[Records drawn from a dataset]
* * * *

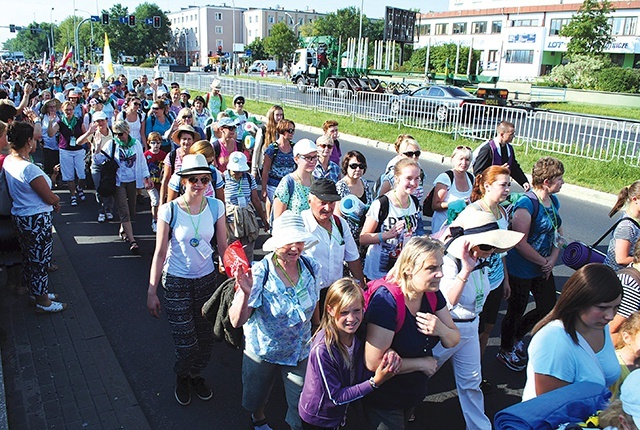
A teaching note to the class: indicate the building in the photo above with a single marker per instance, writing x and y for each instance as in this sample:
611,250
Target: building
522,42
201,30
258,22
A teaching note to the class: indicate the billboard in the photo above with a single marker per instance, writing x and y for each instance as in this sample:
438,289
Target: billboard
399,25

* * * *

WHAT YOU SHOULD DO: Nothing but the pictures is to be left out; repeat the data exactly.

SOLUTION:
A teaching note to the class: indicate the building in the photo above with a single marker per instance, writing x and y for each instance as in this sample:
611,250
Target: building
522,42
201,30
258,22
A teaching note to the class: indicate the billboard in the photo above with a single marker per instance, writing x and y for each instance as in this sample:
438,289
Target: billboard
399,25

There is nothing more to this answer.